* Start TASK MATERIAL *
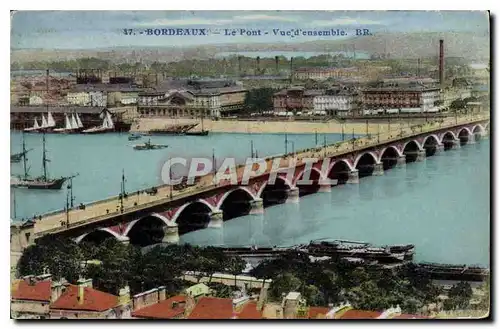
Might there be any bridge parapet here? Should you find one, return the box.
[34,115,489,237]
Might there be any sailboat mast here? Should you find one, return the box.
[42,132,48,180]
[23,132,28,180]
[12,190,17,219]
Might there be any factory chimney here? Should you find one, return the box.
[238,56,242,76]
[439,39,444,88]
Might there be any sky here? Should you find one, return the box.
[11,11,489,49]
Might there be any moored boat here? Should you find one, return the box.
[134,140,168,151]
[82,110,115,134]
[10,134,70,190]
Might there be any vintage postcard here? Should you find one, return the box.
[10,11,491,321]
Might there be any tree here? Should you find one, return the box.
[18,235,83,282]
[269,273,303,301]
[444,281,472,310]
[244,88,275,113]
[227,256,246,287]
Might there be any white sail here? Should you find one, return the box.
[71,114,78,129]
[40,114,48,128]
[106,112,115,128]
[102,116,109,128]
[76,113,83,128]
[64,114,72,129]
[47,112,56,127]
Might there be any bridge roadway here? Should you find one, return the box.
[34,114,489,238]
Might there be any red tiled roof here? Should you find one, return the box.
[132,296,186,319]
[309,307,329,319]
[340,310,382,320]
[238,302,262,320]
[393,314,429,319]
[50,285,118,312]
[188,297,233,320]
[11,280,51,302]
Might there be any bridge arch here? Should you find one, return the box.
[403,139,422,163]
[458,127,474,145]
[217,186,256,221]
[328,159,354,185]
[293,167,324,196]
[216,186,256,209]
[378,145,403,162]
[123,213,175,236]
[354,151,378,168]
[75,228,122,244]
[441,130,458,144]
[422,134,440,157]
[379,145,403,170]
[471,123,486,133]
[257,175,293,207]
[354,152,378,178]
[401,139,422,154]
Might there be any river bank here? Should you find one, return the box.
[131,118,434,135]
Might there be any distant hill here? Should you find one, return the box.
[11,32,490,63]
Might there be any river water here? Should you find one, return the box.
[11,132,490,266]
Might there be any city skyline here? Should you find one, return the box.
[11,11,489,49]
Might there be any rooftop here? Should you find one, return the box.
[11,280,52,302]
[10,105,104,114]
[188,297,233,320]
[132,296,186,319]
[340,310,382,320]
[50,285,118,312]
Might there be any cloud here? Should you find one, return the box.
[136,18,233,26]
[135,14,299,26]
[234,15,298,22]
[309,17,384,26]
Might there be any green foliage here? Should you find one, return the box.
[443,282,472,310]
[244,88,276,113]
[17,235,83,282]
[250,252,441,313]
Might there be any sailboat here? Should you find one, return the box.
[76,113,83,128]
[10,133,70,190]
[47,112,56,128]
[53,114,73,133]
[10,134,32,163]
[24,118,40,133]
[82,111,115,134]
[186,111,208,136]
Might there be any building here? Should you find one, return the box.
[66,91,90,106]
[10,275,53,319]
[294,67,358,80]
[50,279,131,319]
[138,80,247,118]
[273,87,358,116]
[361,84,440,113]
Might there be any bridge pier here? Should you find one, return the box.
[161,225,179,243]
[318,184,332,193]
[285,187,299,203]
[372,162,384,176]
[250,198,264,215]
[118,236,130,245]
[347,169,359,184]
[207,210,224,228]
[415,150,425,162]
[396,154,406,167]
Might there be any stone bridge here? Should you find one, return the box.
[31,118,489,246]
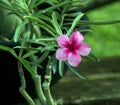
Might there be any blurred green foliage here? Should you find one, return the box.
[85,2,120,57]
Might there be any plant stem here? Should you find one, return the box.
[43,58,56,105]
[33,75,46,105]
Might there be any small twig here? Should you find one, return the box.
[18,62,35,105]
[33,75,46,105]
[43,57,56,105]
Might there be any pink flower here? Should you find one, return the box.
[56,30,91,67]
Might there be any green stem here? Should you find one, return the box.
[18,62,35,105]
[43,59,56,105]
[33,75,46,105]
[78,20,120,25]
[30,55,46,105]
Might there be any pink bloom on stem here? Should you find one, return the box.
[56,30,91,67]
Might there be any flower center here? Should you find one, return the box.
[69,43,75,51]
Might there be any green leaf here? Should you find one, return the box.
[22,50,38,59]
[29,0,46,10]
[83,53,100,62]
[38,51,49,64]
[65,61,85,79]
[0,1,16,11]
[13,21,27,42]
[19,58,36,76]
[58,61,64,77]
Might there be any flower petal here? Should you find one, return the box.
[56,48,69,61]
[57,35,70,48]
[70,30,84,44]
[68,52,81,67]
[79,43,91,56]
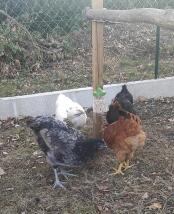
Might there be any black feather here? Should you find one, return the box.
[106,85,136,124]
[114,85,133,104]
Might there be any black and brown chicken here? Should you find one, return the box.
[103,101,146,174]
[27,116,106,188]
[106,85,136,124]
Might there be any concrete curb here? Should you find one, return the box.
[0,77,174,119]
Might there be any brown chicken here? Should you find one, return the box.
[103,101,146,174]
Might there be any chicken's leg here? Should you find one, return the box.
[57,169,77,180]
[53,169,66,189]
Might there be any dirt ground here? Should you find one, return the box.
[0,98,174,214]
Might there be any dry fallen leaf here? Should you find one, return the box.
[97,205,103,211]
[149,202,162,210]
[0,167,5,176]
[142,192,149,199]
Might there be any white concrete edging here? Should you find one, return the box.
[0,77,174,119]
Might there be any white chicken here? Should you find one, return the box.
[55,94,87,128]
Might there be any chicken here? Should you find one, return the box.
[106,85,136,124]
[114,85,133,104]
[55,94,87,128]
[27,116,106,188]
[103,101,146,174]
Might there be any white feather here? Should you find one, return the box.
[56,94,87,128]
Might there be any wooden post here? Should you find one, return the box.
[92,0,103,138]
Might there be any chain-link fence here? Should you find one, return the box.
[0,0,174,96]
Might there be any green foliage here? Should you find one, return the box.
[0,24,23,63]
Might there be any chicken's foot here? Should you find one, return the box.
[53,169,66,189]
[57,169,77,180]
[111,162,125,175]
[123,160,134,171]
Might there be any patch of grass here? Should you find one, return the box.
[0,98,174,214]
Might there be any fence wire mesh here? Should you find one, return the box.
[0,0,174,96]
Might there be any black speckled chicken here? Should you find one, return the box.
[27,116,106,188]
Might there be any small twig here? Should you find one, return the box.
[0,10,37,47]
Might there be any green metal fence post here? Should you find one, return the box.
[155,26,160,79]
* End TASK MATERIAL *
INSTRUCTIONS TO FOLLOW:
Please reproduce only the stretch of the listing from the line containing "Might there be any concrete" through the end of the listing, switching "Should you find one" to "If you spot one" and keeping everything else unchanged.

FINAL RESULT:
Might there be any concrete curb here? If you spot one, return the box.
[0,77,174,119]
Might there be any brown chicken here? If you spot one, return the box.
[103,101,146,174]
Might there be any chicken's leg here? If you spot one, return the box.
[57,169,77,180]
[53,169,66,189]
Might there be any dirt ground here? If you spot one, return the box.
[0,98,174,214]
Might there be any dry fallen leaf here? If you spot one, return the box.
[97,205,103,211]
[149,202,162,210]
[0,167,5,176]
[142,192,149,199]
Might there be any white concrete edging here? If you spot one, return the box.
[0,77,174,119]
Might there be any white chicken here? If you spot one, return the box.
[55,94,87,128]
Might there be any chicken here? If you spot one, return the box.
[106,85,136,124]
[114,85,133,104]
[55,94,87,128]
[27,116,106,188]
[103,101,146,174]
Might there be any white feather here? If you spot one, return the box.
[56,94,87,128]
Might there be any wooden post here? If you spot one, return the box.
[92,0,103,138]
Might there be any chain-link fence here? If you spot one, return the box.
[0,0,174,96]
Might there be any green foliage here? If you spot one, return the box.
[0,24,23,63]
Might there be any chicken's foot here? If you spot one, return the box.
[53,169,66,189]
[57,169,77,180]
[111,162,125,175]
[123,160,134,171]
Might there be any patch of grass here? If you spot one, return the box.
[0,98,174,214]
Might there be any fence wire mesh here? If you spot one, return the box.
[0,0,174,96]
Might there be any black speckled chicken here? If you spot one, return the box.
[27,116,106,188]
Might there be any small twig here? If you spot one, return the box.
[0,10,37,47]
Might there be any green metal fence post here? If you spot one, return the box.
[155,26,160,79]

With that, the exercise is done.